▶ **Exercise text**:
-=-=-=-=-
What do the accidents at Three Mile Island, Chernobyl, and Fukushima have in common?
What could be done to improve the safety of the power plants at Chernobyl and Fukushima?
What would motivate a nation, such as Germany, to phase out nuclear power, while others, such as the United States, continue to use nuclear power as a significant part of their energy mix?
In the next 20 years, fossil fuel production will likely peak and then begin to decline until we have exhausted Earth’s nonrenewable supplies of energy. More intense fossil fuel extraction in response to higher prices and greater demand will continue to be a source of significant environmental damage. Strip mining of coal and oil sands and mountaintop removal mining have already devastated many landscapes. Coal sludge and fly ash ponds have contaminated water supplies with heavy metals. Oil spills have disrupted ecosystems around the world.
-=-=-=-=-
▶ **Collected data**:
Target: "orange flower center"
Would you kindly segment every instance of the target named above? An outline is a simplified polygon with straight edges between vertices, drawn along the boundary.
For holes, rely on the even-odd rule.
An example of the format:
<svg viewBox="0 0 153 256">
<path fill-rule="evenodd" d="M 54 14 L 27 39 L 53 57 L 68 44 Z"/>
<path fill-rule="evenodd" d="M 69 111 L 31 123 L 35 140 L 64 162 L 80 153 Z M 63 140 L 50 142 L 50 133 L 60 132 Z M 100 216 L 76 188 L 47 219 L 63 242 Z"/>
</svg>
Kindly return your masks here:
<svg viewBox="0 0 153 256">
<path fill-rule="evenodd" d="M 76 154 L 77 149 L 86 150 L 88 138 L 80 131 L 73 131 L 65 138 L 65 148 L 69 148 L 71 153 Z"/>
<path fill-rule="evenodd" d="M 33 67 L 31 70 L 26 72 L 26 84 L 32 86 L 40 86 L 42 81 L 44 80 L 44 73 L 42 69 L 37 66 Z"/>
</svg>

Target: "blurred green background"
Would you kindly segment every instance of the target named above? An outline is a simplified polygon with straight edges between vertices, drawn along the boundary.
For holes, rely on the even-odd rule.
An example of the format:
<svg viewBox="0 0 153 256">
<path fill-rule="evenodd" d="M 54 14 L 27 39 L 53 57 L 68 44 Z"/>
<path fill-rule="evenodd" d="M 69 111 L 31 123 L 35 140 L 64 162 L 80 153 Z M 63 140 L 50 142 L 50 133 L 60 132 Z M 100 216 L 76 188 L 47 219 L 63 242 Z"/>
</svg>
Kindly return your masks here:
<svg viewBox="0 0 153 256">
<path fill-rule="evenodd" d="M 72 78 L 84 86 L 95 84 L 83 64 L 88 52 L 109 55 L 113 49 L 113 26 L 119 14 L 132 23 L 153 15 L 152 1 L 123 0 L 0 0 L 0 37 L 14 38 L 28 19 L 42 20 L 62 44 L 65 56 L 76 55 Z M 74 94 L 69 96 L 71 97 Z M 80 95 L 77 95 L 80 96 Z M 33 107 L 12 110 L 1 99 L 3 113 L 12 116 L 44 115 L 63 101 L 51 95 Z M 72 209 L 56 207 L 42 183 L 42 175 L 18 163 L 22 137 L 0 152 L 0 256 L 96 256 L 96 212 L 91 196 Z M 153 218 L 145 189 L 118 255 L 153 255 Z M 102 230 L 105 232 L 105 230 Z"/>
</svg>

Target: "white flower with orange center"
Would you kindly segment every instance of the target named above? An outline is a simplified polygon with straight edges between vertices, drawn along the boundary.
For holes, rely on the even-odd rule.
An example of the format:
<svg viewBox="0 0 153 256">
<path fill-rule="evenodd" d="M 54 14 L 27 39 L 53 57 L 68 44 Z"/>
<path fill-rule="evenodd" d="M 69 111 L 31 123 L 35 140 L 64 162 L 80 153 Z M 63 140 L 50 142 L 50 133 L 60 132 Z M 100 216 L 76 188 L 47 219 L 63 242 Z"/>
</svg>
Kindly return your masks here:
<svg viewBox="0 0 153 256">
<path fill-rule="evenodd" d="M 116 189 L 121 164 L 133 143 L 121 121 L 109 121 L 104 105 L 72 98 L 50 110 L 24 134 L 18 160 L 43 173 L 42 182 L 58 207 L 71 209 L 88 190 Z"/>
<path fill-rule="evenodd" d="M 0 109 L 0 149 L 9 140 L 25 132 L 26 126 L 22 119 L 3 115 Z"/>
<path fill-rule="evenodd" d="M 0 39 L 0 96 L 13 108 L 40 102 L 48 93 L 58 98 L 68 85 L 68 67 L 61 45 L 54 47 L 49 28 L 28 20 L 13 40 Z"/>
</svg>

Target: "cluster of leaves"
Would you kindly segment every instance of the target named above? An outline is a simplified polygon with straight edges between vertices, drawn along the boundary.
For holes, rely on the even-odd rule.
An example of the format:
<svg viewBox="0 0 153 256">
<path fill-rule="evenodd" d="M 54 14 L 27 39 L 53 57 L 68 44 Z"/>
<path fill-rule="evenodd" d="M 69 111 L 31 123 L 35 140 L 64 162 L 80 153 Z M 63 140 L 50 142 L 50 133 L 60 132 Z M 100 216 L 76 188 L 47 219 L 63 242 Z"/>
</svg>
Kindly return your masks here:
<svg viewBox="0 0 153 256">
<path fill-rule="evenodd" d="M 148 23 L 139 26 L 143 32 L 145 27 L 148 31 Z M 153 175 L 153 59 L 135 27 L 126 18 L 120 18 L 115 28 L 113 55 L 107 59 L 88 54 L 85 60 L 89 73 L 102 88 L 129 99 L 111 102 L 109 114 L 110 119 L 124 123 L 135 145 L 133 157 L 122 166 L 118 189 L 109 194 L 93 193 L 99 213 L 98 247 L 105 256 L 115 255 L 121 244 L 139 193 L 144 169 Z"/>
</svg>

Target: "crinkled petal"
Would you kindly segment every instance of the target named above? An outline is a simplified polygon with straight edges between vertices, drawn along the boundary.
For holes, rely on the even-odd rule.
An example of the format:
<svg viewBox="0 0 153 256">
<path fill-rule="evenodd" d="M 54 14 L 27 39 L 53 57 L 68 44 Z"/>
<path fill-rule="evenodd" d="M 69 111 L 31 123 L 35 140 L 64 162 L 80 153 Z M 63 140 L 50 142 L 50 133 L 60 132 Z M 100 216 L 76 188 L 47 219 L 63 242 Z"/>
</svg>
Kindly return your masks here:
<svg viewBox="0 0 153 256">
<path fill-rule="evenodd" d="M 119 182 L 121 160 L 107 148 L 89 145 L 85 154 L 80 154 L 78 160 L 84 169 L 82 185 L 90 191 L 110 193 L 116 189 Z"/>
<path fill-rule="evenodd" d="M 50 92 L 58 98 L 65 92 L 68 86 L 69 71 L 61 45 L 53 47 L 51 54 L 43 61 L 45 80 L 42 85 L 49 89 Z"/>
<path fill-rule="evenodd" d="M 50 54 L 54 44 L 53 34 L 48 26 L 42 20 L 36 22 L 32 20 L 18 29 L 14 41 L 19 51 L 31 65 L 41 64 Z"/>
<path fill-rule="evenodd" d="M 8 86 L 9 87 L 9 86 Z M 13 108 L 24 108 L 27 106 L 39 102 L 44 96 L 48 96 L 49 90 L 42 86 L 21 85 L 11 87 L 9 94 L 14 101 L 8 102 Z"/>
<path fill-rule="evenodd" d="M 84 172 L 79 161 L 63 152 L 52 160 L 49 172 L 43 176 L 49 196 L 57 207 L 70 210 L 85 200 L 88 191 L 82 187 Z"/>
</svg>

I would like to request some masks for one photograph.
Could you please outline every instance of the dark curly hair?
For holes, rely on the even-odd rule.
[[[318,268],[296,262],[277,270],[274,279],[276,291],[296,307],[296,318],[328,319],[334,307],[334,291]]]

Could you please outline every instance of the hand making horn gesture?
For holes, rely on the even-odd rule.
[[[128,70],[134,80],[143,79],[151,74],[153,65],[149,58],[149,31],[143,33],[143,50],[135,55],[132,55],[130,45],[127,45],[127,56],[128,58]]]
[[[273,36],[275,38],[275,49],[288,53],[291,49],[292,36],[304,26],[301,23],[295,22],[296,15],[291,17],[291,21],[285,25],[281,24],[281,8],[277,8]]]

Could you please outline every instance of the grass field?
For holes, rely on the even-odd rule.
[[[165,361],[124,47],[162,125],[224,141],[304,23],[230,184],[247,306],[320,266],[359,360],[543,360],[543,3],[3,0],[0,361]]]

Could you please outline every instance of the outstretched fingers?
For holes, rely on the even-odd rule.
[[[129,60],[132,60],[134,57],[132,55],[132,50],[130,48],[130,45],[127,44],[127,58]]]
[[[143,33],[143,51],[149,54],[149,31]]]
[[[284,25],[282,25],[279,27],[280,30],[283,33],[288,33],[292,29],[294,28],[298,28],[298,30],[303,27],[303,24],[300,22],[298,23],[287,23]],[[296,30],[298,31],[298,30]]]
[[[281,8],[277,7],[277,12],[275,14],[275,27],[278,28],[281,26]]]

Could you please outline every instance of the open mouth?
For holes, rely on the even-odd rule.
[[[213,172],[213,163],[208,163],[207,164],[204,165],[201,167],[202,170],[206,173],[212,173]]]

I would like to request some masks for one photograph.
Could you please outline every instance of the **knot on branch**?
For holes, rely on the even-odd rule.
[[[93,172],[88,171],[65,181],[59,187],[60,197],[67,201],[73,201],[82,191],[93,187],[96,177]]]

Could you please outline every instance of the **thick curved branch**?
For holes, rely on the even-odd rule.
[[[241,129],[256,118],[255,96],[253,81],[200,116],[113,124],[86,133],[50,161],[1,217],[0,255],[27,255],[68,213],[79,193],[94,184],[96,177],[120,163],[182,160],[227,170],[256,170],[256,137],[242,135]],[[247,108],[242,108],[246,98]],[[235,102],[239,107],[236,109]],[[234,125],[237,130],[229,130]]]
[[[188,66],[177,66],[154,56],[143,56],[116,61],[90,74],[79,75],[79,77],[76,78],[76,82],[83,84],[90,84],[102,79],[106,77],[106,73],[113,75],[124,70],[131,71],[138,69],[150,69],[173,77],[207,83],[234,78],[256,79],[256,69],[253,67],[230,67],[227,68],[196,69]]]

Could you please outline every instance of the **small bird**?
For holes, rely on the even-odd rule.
-=-=-=-=-
Carry the text on energy sources onward, starting right after its final sentence. These entries have no connection to the text on energy sources.

▶ **Answer to the problem**:
Nuclear power is neither as safe nor as cheap as once promised. Three nuclear accidents have changed public perceptions of nuclear power and altered the course of its development. An accident in 1979 at Pennsylvania’s Three Mile Island nuclear power plant led to a partial meltdown of one of the plant’s reactors. Another accident in 1986 at the Chernobyl power plant in Ukraine spread radioactive material over thousands of square kilometers across Europe. Explosions and fires at the nuclear power plant in Fukushima, Japan, deposited enough radioactive material into the surroundings to force the evacuation of tens of thousands of residents.